• REQUIRED ACTIONS
1. In the passage on bringing supply local, how long does it typically take to find local suppliers that meet the required quality, price, and compliance standards?
2. Rewrite the portion of the passage on bringing supply local between "On location, there" and "must be explored.", inclusive, replacing "location" with "site" each time it appears.

2. Once the decision to bring supply local has been taken, how can companies support their supplier base?
There is an initial decision that must be made between finding a supplier or supporting the set-up of a new supplier. Regardless, suppliers’ local operations will have to be vetted for quality, price, and compliance, which can be a lengthy and costly process.
On location, there is a trade-off between developing supply closer to manufacturing facilities versus finding a supplier in a manufacturing cluster where there are multiple suppliers that can be brought into the fold. However, in Nearshore Mexico Sourcing experience, road freight that doesn’t follow a typical transport path (from Monterrey to the US border, for example) can cost almost as much (on a per unit basis) as shipping something from Eastern China to a western Mexican port, such as Manzanillo; location remains pivotal.
After location support has been provided, there is an opportunity to connect suppliers with local and state governments. Projects that meet certain thresholds in terms of job creation and/or alignment with priority industries can receive incentives. Although not straightforward, the opportunity to receive fiscal and non-monetary benefits must be explored.
3. If it’s not feasible to attract a significant number of suppliers locally in the short-term, what are potential shortcuts to smooth the transition?
Finding local suppliers that conform with required quality, price, and compliance standards is typically a 12–24-month process, which can be even longer when helping Chinese suppliers set up in Mexico.
Contract manufacturers (CMs) provide significant flexibility in production at a quality that typically meets or exceeds previous China-based suppliers. Across Mexico, global contract manufacturers are present but also 20-plus regional players specializing in a variety of industries.

• MATERIAL SUPPLIED
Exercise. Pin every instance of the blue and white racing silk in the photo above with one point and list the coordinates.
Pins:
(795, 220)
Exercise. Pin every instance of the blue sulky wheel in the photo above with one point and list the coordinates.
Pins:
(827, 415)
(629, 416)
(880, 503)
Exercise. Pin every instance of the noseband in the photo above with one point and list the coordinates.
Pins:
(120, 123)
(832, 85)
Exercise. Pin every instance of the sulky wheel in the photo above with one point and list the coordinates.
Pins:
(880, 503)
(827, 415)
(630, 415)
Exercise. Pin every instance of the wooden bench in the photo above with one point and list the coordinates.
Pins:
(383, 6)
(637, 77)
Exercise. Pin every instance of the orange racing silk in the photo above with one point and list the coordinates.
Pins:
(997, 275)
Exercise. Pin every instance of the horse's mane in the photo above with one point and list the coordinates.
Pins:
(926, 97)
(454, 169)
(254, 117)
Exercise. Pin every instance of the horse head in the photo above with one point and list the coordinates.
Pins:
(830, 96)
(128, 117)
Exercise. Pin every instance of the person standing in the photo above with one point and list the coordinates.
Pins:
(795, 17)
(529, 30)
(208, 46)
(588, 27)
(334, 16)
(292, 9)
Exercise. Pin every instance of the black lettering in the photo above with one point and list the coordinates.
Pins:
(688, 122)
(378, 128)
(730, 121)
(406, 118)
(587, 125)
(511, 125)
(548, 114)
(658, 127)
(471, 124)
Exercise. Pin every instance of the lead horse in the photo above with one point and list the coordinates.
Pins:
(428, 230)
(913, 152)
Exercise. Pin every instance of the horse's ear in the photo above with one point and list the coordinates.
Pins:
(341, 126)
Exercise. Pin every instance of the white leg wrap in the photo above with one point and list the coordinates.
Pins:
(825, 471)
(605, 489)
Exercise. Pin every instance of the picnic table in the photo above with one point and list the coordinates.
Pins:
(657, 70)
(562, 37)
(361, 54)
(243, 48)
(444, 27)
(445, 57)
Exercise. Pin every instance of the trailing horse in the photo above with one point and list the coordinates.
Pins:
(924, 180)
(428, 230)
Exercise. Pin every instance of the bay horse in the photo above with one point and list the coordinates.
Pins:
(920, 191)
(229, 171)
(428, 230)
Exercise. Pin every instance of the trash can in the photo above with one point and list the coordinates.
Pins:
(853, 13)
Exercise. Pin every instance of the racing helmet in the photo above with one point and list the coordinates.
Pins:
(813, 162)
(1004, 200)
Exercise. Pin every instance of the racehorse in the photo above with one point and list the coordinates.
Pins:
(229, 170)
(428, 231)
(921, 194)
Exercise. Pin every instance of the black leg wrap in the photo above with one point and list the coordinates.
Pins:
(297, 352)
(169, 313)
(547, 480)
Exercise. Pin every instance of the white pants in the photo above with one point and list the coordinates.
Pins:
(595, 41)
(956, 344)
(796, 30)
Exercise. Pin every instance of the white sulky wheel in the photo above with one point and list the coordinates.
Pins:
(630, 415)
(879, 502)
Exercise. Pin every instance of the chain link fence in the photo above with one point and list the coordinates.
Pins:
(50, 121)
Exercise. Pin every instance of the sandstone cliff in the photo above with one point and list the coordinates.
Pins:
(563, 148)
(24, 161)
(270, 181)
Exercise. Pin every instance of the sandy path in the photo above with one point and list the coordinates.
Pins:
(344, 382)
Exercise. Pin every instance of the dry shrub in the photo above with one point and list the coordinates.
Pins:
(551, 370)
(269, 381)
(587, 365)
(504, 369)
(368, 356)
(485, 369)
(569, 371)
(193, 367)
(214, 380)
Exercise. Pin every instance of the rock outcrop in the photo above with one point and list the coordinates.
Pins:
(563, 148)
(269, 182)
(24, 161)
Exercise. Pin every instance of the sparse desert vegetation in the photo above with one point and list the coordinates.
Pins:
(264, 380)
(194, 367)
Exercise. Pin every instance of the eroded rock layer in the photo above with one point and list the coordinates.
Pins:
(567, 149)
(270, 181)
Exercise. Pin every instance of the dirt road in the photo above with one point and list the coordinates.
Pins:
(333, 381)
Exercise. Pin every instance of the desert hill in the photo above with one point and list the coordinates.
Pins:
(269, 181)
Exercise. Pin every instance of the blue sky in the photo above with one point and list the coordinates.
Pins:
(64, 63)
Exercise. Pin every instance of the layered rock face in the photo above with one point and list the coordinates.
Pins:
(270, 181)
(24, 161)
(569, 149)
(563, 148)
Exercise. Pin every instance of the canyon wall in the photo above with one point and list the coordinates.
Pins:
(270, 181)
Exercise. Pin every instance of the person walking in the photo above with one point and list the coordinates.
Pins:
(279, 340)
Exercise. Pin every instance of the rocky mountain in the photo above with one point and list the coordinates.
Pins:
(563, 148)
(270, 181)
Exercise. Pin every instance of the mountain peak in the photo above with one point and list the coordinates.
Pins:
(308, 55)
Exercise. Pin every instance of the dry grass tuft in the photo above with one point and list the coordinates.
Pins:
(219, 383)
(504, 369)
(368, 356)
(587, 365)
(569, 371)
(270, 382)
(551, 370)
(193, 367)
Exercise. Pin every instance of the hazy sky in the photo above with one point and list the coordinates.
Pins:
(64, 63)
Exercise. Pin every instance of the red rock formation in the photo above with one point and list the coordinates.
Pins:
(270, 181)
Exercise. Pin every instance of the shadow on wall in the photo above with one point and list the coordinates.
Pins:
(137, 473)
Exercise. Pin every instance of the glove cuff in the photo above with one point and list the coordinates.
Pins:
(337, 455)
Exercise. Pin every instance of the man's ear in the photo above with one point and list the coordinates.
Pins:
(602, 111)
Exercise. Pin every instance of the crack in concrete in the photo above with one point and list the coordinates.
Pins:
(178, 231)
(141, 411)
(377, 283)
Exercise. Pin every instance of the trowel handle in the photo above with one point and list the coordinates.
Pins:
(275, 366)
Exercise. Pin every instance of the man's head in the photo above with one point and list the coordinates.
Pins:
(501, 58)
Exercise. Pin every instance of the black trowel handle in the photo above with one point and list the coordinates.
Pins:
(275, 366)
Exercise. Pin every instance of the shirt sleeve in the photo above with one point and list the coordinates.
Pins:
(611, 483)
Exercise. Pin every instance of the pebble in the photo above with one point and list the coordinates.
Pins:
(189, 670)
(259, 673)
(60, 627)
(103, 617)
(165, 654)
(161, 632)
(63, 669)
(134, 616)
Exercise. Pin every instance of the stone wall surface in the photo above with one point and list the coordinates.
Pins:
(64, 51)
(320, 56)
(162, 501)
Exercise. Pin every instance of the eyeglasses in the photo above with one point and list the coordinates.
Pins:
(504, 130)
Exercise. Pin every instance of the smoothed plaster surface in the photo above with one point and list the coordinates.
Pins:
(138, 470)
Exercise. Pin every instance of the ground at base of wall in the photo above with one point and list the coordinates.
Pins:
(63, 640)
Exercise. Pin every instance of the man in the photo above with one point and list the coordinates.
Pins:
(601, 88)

• WRITTEN RESPONSES
1. It is typically a 12–24-month process.

2.
On site, there is a trade-off between developing supply closer to manufacturing facilities versus finding a supplier in a manufacturing cluster where there are multiple suppliers that can be brought into the fold. However, in Nearshore Mexico Sourcing experience, road freight that doesn’t follow a typical transport path (from Monterrey to the US border, for example) can cost almost as much (on a per unit basis) as shipping something from Eastern China to a western Mexican port, such as Manzanillo; site remains pivotal.
After site support has been provided, there is an opportunity to connect suppliers with local and state governments. Projects that meet certain thresholds in terms of job creation and/or alignment with priority industries can receive incentives. Although not straightforward, the opportunity to receive fiscal and non-monetary benefits must be explored.